Objective: Pick out and copy every line below that contains the word "flower". Uppercase and lowercase count as different.

Material provided:
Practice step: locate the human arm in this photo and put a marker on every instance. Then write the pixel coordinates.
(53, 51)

* * *

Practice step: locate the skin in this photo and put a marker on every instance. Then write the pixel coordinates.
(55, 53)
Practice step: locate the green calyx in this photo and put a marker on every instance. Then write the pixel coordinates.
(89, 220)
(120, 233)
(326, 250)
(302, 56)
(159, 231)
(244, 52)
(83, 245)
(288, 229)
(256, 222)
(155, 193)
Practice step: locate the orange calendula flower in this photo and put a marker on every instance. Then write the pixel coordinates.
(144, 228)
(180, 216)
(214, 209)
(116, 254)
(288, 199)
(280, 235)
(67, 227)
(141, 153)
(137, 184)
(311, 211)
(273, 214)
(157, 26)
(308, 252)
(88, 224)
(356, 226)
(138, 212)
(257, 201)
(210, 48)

---

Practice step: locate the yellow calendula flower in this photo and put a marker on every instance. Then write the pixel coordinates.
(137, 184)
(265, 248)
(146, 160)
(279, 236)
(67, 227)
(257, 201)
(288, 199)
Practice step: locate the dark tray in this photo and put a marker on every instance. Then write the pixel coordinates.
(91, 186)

Written answer:
Practice step: locate the orange calendula flower in this photo and put a marker on every instance. Then write the pixel coordinates.
Practice step: locate the yellow calendula flower in this photo and put a marker on every instance. Then write the pixel coordinates.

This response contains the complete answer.